Excerpts of pointing data
>>>
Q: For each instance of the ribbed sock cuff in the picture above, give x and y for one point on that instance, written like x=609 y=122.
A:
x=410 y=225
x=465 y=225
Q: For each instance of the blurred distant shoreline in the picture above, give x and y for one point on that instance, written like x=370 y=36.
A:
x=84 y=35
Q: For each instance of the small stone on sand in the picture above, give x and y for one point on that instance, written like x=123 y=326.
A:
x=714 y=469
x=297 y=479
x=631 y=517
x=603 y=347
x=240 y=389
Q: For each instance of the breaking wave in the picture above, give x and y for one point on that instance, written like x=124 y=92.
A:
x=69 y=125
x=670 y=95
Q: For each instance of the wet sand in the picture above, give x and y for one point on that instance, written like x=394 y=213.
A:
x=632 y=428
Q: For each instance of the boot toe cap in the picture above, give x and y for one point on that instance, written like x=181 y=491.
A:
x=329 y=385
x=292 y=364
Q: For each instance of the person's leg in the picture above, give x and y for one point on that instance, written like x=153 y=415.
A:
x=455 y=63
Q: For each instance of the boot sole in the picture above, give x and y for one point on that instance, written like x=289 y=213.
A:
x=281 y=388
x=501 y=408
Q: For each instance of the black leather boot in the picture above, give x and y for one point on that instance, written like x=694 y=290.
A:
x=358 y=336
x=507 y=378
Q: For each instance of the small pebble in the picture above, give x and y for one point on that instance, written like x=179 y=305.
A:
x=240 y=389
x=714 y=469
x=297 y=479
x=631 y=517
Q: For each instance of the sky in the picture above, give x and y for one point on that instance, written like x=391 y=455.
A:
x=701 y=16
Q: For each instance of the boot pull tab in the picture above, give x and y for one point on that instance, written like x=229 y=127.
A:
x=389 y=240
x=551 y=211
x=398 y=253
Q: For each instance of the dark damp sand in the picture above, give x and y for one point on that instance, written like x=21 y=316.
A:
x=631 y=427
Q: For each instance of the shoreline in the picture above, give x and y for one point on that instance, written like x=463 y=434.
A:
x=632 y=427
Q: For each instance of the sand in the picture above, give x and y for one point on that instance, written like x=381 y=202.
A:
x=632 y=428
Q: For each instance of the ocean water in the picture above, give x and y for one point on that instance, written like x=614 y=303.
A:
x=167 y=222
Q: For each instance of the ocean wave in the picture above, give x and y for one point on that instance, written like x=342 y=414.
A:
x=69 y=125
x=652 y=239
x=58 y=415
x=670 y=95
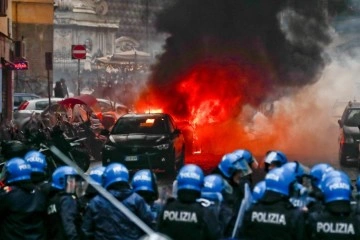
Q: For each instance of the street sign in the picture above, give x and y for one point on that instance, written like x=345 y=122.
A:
x=78 y=51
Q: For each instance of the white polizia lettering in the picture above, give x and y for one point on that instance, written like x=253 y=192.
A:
x=52 y=209
x=180 y=216
x=264 y=217
x=340 y=228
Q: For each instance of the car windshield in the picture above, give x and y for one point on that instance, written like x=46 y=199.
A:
x=353 y=118
x=147 y=125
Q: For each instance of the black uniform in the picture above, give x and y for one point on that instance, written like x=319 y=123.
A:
x=188 y=220
x=273 y=217
x=329 y=224
x=63 y=217
x=22 y=211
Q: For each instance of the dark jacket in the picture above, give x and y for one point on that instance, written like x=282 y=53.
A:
x=22 y=210
x=342 y=223
x=102 y=220
x=273 y=218
x=189 y=220
x=63 y=217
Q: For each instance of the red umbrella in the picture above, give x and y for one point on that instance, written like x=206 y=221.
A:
x=85 y=99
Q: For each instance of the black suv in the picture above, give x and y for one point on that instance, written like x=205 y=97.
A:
<<<
- What needs to be done: Write out the entries again, from the start through the line that contains "x=507 y=378", switching "boot sole" to "boot heel" and leaving everything else unchanged.

- Problem solution:
Q: For each instance of the ribbed sock cuff in the picture above, give x and y for one point on that instance, written like x=609 y=122.
A:
x=410 y=225
x=465 y=225
Q: For each instance of the blurred distant shoreline in the picture above, give x and y for one point on that instance, written like x=370 y=36.
A:
x=84 y=35
Q: For each instance of the small stone on sand in the picture above, give x and y for one point on that instance, written like x=123 y=326.
A:
x=714 y=469
x=297 y=479
x=631 y=517
x=603 y=347
x=240 y=389
Q: For each instance of the breaking wave in the picture above, give x and y for one point on that instance, written like x=124 y=92.
A:
x=69 y=125
x=670 y=95
Q: For each instance of the wet sand in the picture above, give x and y for one point on that instance, written like x=394 y=213.
A:
x=632 y=428
Q: For each instance of the boot toe cap in the picture above, give x and y for one point on that instance, written like x=181 y=491.
A:
x=329 y=385
x=292 y=364
Q: For each instance of the person's leg in the picture above, give x and y for one point on that instance, written like x=153 y=415.
A:
x=455 y=63
Q: For each instance of the boot heel in the picture above, give x and y for one point on that instance, written like x=289 y=213.
A:
x=281 y=388
x=501 y=408
Q: For each instance of the black leather boot in the picture above, give x and y for one point on that instance, written like x=694 y=290.
A:
x=358 y=336
x=507 y=378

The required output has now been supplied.